• Provided records:

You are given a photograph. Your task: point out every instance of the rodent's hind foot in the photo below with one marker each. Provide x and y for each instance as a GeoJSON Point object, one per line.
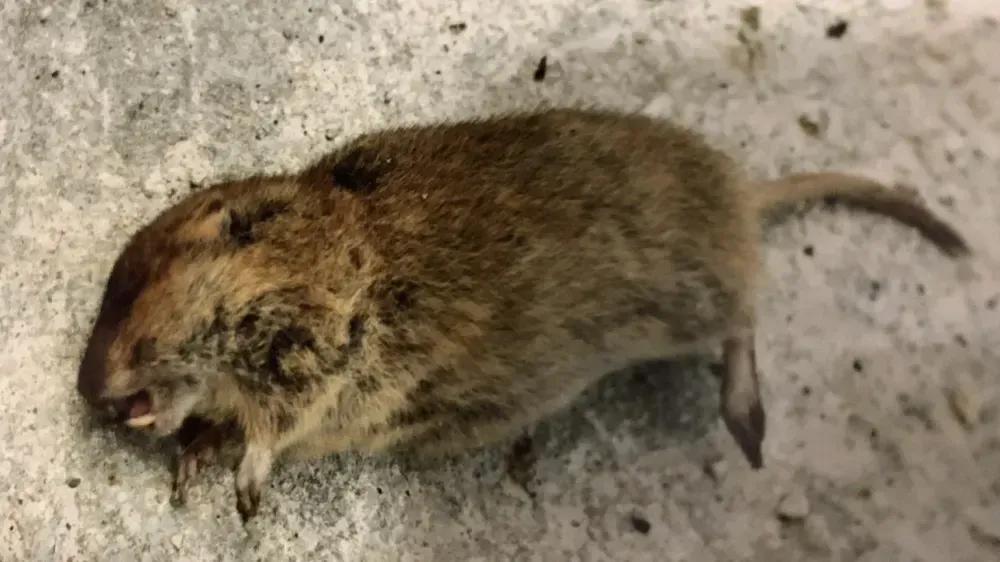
{"type": "Point", "coordinates": [250, 479]}
{"type": "Point", "coordinates": [742, 410]}
{"type": "Point", "coordinates": [202, 441]}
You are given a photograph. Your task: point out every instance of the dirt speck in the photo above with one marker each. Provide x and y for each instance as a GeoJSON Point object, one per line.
{"type": "Point", "coordinates": [750, 17]}
{"type": "Point", "coordinates": [837, 29]}
{"type": "Point", "coordinates": [541, 69]}
{"type": "Point", "coordinates": [809, 126]}
{"type": "Point", "coordinates": [640, 524]}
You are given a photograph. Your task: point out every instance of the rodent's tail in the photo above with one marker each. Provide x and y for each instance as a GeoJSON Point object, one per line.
{"type": "Point", "coordinates": [775, 195]}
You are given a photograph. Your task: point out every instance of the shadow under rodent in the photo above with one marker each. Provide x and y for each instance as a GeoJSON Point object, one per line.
{"type": "Point", "coordinates": [439, 288]}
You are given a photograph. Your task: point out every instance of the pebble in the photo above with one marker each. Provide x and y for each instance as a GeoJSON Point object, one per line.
{"type": "Point", "coordinates": [794, 506]}
{"type": "Point", "coordinates": [716, 470]}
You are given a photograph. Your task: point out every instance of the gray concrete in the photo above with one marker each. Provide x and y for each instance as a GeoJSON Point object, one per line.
{"type": "Point", "coordinates": [109, 110]}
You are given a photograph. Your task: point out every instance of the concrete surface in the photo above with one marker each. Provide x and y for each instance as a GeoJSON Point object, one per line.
{"type": "Point", "coordinates": [110, 109]}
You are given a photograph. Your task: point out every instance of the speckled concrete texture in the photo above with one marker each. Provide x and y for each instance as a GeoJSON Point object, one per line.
{"type": "Point", "coordinates": [878, 353]}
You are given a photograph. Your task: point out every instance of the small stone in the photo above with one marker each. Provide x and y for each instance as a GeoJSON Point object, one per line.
{"type": "Point", "coordinates": [794, 506]}
{"type": "Point", "coordinates": [640, 524]}
{"type": "Point", "coordinates": [984, 524]}
{"type": "Point", "coordinates": [717, 470]}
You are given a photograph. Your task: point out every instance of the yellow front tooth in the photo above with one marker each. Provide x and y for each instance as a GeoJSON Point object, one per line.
{"type": "Point", "coordinates": [141, 421]}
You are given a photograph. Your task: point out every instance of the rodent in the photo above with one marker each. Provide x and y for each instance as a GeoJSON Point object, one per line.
{"type": "Point", "coordinates": [441, 287]}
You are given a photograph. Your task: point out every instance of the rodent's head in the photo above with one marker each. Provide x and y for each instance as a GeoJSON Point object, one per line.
{"type": "Point", "coordinates": [143, 361]}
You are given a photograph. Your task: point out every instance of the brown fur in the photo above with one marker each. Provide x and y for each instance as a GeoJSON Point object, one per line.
{"type": "Point", "coordinates": [440, 288]}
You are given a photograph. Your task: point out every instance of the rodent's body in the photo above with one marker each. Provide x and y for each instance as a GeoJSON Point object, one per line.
{"type": "Point", "coordinates": [443, 287]}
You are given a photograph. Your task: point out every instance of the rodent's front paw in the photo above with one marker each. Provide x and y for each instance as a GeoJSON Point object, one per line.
{"type": "Point", "coordinates": [247, 501]}
{"type": "Point", "coordinates": [207, 442]}
{"type": "Point", "coordinates": [250, 479]}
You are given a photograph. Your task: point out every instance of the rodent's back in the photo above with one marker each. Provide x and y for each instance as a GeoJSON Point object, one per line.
{"type": "Point", "coordinates": [473, 274]}
{"type": "Point", "coordinates": [513, 260]}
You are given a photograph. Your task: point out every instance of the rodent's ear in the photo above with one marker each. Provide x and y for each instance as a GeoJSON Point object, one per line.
{"type": "Point", "coordinates": [208, 224]}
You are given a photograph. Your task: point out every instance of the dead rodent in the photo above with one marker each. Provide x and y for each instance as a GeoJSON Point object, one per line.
{"type": "Point", "coordinates": [440, 288]}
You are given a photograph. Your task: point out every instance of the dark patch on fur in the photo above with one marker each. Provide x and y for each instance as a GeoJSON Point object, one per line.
{"type": "Point", "coordinates": [143, 351]}
{"type": "Point", "coordinates": [369, 384]}
{"type": "Point", "coordinates": [285, 341]}
{"type": "Point", "coordinates": [357, 171]}
{"type": "Point", "coordinates": [463, 413]}
{"type": "Point", "coordinates": [213, 207]}
{"type": "Point", "coordinates": [247, 325]}
{"type": "Point", "coordinates": [355, 333]}
{"type": "Point", "coordinates": [241, 225]}
{"type": "Point", "coordinates": [395, 298]}
{"type": "Point", "coordinates": [355, 256]}
{"type": "Point", "coordinates": [284, 419]}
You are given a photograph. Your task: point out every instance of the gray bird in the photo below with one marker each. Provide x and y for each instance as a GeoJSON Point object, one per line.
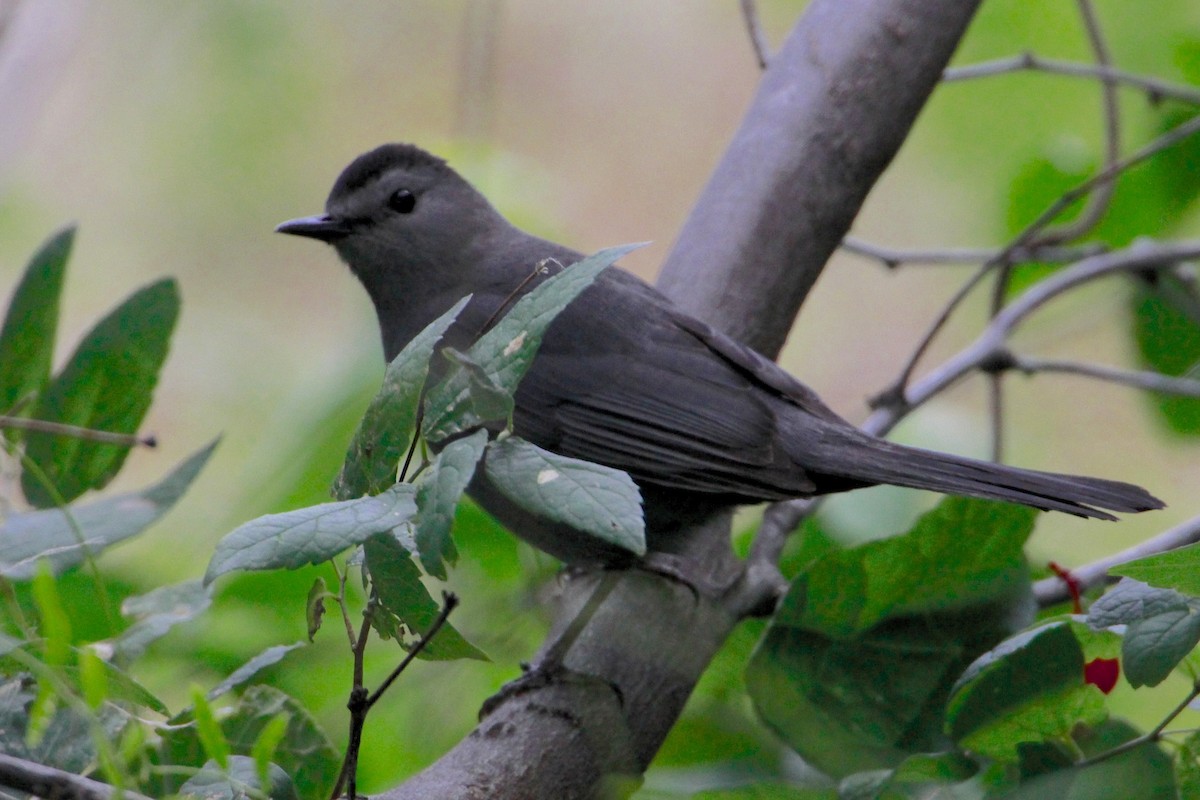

• Task brief:
Reproduce every record above line for line without changing anything, and omit the pictures.

• Written solution:
You are given a photograph. Your task: point out every instance of the rodent's hind foot in the photo below with one marker each. Provide x and y for each instance as a GeoJSON Point object, one per line.
{"type": "Point", "coordinates": [250, 479]}
{"type": "Point", "coordinates": [742, 410]}
{"type": "Point", "coordinates": [202, 441]}
You are given a photograph. Your task: point out every instance of the dirt speck in the photo above with one marker each. Provide x and y for each instance as a GeoJSON Point object, one per line.
{"type": "Point", "coordinates": [750, 17]}
{"type": "Point", "coordinates": [837, 29]}
{"type": "Point", "coordinates": [541, 69]}
{"type": "Point", "coordinates": [809, 126]}
{"type": "Point", "coordinates": [640, 524]}
You are given a photograph. Your task: point out every instance of the rodent's tail in the photo above with one marker each. Provide x and y for each instance as a GeoJSON Point object, one per line.
{"type": "Point", "coordinates": [775, 195]}
You are given a photograph. Your task: point out every instance of the shadow under rodent in the photo above with one marker each. Provide x and y for each instance as a GeoJSON Point object, one per line.
{"type": "Point", "coordinates": [439, 288]}
You are given a photograph. Your task: point out every instance of the pebble in the photo above with one marker each. Provide x and y for each instance as a GeoJSON Point object, one per line.
{"type": "Point", "coordinates": [794, 506]}
{"type": "Point", "coordinates": [716, 470]}
You are given a photograph. Your task: point out every instance of the gray concrete in the photo above with one marker each. Provide x and y for each instance as a GeoJSON Point object, one per line.
{"type": "Point", "coordinates": [109, 110]}
You are given a photograph. Your task: point out every instance of the concrete surface in the photo above with one marker each. Provide x and y for each instance as a GeoJSON Point object, one per line.
{"type": "Point", "coordinates": [110, 109]}
You are given a photograph. Your task: point out every instance of the speckled concrete texture in the photo above with one marker each. Provide x and y for each instance as a GeoJSON Point object, one per line.
{"type": "Point", "coordinates": [878, 353]}
You are given a photograph. Your task: point out every instance of the small stone in the photo above with one marker each. Provide x and y for each instance as a GeoJSON Point object, one per line.
{"type": "Point", "coordinates": [794, 506]}
{"type": "Point", "coordinates": [640, 524]}
{"type": "Point", "coordinates": [984, 524]}
{"type": "Point", "coordinates": [717, 470]}
You are given a photograph. Your task: point out every instance of the yellow front tooth in the photo above with one marker each. Provide x and y for each instance as a GeoJSON Point object, one per line.
{"type": "Point", "coordinates": [141, 421]}
You are given a photograph. Your task: point out every instance of the rodent in the photo above with one marker each. Provide x and y for each instance as a GeoJSON Point object, one per line.
{"type": "Point", "coordinates": [441, 287]}
You are given a photograph. Your task: point out every instance of the rodent's head in the photo above with one marker each. Provide x and y for each instance as a GeoJSON Point object, one per line.
{"type": "Point", "coordinates": [143, 361]}
You are given a photograph. Your task: point out every instance of the brown fur in the photo above with one marker each. Provide x and y for each instance as a GeoJSON Point object, one per line.
{"type": "Point", "coordinates": [440, 288]}
You are given a photograph. Your task: point out every instance of the rodent's body in the photo above with one marker each. Provide x and y for each instance as a GeoJSON Point object, one per line.
{"type": "Point", "coordinates": [443, 287]}
You are given a photograph. Your task: point out every instance of the rodent's front paw in the photo above with one marker each. Provide x and y for each instance as a GeoJSON Point object, one per line.
{"type": "Point", "coordinates": [247, 501]}
{"type": "Point", "coordinates": [207, 442]}
{"type": "Point", "coordinates": [250, 479]}
You are given a photograph. Your task: point out every instance of the rodent's back in the photo above with one marker each. Provide x and y for each instance as a GeoJSON Point object, one per line.
{"type": "Point", "coordinates": [473, 274]}
{"type": "Point", "coordinates": [513, 260]}
You are given a photograph. Your task: point out every instance of the rodent's ear in the photo above with one marker each. Provide x and y for each instance as a GeoJSON Point object, one per line.
{"type": "Point", "coordinates": [208, 224]}
You are given a photograph. Your task: point out every instance of the dead rodent in the photo above with one marker each. Provide x and y for each instance as a GeoJSON Point object, one per line.
{"type": "Point", "coordinates": [440, 288]}
You are given a photograph. Your task: point out every instance of the dark patch on fur in the photo above with one marker each. Provide x and y for each instance as a GeoJSON Point object, one per line.
{"type": "Point", "coordinates": [143, 351]}
{"type": "Point", "coordinates": [369, 384]}
{"type": "Point", "coordinates": [285, 341]}
{"type": "Point", "coordinates": [357, 171]}
{"type": "Point", "coordinates": [463, 413]}
{"type": "Point", "coordinates": [213, 207]}
{"type": "Point", "coordinates": [247, 325]}
{"type": "Point", "coordinates": [355, 333]}
{"type": "Point", "coordinates": [241, 225]}
{"type": "Point", "coordinates": [395, 298]}
{"type": "Point", "coordinates": [355, 256]}
{"type": "Point", "coordinates": [284, 419]}
You are given a photograph. Your task: point out every instance of the gray bird in the photo below with one marker each. Provide x and y for each instance as a GeoJSON Point object, one per line.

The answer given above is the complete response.